■ Data excerpts:
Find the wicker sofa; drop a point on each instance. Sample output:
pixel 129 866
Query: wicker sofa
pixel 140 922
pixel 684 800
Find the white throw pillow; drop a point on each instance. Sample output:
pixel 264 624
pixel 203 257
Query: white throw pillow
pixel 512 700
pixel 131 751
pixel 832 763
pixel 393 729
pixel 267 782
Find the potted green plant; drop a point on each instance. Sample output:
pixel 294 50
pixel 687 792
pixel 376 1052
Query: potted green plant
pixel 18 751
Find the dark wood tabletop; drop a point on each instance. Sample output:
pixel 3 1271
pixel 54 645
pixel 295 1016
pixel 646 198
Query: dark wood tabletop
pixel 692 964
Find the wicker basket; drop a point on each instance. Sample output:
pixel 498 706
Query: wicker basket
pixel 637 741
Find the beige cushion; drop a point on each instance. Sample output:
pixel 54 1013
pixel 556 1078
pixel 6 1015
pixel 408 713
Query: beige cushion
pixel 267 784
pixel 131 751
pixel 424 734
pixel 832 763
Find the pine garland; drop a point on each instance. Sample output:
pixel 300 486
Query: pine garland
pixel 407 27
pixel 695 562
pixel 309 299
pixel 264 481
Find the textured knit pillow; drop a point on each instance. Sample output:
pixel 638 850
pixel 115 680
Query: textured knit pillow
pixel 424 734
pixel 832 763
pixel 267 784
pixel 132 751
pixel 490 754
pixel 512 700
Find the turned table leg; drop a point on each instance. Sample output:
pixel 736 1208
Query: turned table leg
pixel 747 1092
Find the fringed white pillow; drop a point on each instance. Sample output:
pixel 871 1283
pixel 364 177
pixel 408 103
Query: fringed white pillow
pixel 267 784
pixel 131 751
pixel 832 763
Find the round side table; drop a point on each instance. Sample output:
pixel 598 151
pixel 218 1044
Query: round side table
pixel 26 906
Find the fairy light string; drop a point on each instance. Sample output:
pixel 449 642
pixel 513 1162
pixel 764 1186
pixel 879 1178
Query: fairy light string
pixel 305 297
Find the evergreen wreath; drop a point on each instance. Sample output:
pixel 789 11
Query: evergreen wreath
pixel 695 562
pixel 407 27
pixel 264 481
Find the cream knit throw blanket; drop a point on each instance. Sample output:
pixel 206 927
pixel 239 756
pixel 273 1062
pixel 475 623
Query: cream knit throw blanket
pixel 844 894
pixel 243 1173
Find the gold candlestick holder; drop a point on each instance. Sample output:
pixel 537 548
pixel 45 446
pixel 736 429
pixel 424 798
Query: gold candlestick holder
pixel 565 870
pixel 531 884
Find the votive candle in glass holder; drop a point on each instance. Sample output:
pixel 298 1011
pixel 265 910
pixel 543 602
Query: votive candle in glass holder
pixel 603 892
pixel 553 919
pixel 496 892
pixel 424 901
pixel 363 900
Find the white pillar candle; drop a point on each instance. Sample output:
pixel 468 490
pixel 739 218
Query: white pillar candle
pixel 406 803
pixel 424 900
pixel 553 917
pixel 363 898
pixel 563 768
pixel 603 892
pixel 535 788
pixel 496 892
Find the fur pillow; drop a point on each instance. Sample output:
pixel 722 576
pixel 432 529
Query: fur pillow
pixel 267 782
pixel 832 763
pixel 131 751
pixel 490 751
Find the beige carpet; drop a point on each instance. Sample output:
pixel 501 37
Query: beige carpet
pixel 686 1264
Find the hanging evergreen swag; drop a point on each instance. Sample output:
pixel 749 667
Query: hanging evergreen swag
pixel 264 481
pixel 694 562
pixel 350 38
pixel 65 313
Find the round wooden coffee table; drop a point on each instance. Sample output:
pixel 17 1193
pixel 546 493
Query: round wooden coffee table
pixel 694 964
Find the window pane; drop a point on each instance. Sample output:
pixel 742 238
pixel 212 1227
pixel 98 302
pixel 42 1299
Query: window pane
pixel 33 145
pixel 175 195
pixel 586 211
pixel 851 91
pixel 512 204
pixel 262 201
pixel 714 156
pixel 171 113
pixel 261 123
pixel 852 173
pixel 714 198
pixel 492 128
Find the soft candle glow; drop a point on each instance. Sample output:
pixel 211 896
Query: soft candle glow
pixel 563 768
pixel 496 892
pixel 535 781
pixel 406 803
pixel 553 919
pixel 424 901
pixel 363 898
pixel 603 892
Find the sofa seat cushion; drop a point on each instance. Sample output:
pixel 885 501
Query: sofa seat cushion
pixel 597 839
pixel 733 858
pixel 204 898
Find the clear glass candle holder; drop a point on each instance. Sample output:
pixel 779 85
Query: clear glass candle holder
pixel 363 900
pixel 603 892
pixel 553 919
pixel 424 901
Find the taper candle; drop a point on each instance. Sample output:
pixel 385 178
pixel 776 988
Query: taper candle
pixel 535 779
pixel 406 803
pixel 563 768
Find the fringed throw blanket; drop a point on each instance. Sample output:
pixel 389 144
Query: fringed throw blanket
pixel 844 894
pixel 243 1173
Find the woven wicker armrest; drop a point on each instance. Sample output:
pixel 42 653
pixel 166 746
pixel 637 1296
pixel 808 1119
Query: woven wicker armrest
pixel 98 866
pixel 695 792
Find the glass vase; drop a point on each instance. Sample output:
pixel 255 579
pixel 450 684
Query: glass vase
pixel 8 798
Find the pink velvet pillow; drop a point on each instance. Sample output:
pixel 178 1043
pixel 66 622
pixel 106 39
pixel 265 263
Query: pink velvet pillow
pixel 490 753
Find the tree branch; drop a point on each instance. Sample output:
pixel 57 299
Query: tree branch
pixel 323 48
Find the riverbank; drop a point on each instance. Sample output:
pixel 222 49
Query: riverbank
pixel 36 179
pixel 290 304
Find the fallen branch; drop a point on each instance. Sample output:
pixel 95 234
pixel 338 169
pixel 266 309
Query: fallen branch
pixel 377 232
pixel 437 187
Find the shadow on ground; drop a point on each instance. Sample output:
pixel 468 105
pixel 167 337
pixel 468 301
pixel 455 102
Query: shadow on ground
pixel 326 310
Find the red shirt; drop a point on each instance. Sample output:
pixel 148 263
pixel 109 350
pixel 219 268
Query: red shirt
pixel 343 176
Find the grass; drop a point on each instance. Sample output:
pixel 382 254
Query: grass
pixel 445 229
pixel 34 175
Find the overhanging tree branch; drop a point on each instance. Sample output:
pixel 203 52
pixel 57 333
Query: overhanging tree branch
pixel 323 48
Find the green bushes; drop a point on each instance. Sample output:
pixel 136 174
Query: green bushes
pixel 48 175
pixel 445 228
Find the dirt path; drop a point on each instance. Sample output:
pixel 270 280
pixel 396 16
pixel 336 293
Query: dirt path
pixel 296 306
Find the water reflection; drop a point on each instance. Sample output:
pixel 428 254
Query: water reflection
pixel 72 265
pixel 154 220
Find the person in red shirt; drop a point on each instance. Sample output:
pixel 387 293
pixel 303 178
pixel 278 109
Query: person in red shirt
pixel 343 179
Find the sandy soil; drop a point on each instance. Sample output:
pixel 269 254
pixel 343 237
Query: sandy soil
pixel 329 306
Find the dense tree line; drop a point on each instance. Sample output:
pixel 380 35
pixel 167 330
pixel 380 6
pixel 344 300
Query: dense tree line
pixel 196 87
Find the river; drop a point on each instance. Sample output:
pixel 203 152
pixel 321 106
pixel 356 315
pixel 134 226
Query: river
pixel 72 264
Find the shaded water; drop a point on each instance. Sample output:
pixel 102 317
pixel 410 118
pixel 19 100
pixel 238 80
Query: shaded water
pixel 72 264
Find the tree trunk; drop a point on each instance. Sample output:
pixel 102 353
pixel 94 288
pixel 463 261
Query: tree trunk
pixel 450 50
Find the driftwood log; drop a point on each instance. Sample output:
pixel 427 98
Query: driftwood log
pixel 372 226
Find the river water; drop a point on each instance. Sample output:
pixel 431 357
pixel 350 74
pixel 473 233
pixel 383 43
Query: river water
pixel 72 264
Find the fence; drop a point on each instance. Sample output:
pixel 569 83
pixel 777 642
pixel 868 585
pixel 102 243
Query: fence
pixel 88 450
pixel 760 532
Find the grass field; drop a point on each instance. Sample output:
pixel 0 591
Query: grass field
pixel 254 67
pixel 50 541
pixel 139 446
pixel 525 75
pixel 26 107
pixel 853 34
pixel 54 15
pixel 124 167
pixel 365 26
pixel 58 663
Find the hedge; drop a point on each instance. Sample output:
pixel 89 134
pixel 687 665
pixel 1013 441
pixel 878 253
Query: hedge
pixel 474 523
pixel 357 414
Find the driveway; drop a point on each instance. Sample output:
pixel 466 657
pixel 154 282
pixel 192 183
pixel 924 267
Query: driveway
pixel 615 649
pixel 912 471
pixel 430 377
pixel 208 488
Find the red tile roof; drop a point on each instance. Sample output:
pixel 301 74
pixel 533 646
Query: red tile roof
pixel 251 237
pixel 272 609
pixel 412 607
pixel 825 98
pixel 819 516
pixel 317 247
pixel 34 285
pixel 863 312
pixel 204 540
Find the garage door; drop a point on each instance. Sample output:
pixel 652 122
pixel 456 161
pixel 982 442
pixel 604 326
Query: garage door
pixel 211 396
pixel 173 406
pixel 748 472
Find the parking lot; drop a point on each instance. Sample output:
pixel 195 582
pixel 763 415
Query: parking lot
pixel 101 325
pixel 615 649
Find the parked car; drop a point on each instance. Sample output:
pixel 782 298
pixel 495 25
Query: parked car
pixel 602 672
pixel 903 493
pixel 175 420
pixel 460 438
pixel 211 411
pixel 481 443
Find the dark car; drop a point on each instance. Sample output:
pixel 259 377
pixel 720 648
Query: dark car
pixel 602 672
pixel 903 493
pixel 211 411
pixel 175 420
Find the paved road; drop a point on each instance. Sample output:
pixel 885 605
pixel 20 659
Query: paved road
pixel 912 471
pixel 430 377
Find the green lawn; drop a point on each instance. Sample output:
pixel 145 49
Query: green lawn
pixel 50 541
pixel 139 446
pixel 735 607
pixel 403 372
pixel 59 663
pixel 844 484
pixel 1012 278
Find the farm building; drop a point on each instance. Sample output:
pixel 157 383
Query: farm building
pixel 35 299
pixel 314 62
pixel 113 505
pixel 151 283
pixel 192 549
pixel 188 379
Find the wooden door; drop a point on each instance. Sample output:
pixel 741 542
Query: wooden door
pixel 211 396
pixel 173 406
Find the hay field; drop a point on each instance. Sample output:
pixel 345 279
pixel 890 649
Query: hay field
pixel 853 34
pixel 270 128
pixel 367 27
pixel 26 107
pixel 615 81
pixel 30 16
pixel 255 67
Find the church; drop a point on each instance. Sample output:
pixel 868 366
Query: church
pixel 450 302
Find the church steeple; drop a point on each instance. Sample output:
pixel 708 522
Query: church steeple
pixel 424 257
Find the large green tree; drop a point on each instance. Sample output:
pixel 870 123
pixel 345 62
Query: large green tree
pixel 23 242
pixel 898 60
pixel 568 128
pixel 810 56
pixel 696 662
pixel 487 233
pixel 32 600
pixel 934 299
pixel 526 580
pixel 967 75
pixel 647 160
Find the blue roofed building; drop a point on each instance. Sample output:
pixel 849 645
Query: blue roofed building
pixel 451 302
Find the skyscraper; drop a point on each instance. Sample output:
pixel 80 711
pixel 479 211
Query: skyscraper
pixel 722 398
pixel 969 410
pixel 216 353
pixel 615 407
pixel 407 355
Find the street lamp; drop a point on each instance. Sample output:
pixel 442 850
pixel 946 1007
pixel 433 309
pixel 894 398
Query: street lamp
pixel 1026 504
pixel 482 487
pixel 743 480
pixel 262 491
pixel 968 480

■ The problem: Copy the lines above exactly, beginning at the line that has "pixel 134 226" and stopping after the line that has "Find the tree trunk;", and omit the rest.

■ Answer section:
pixel 134 226
Query: river
pixel 72 264
Find the shaded water; drop a point on each instance. Sample output:
pixel 102 317
pixel 410 118
pixel 19 100
pixel 238 80
Query: shaded water
pixel 72 264
Find the tree trunk; drop a point on each instance. Sample output:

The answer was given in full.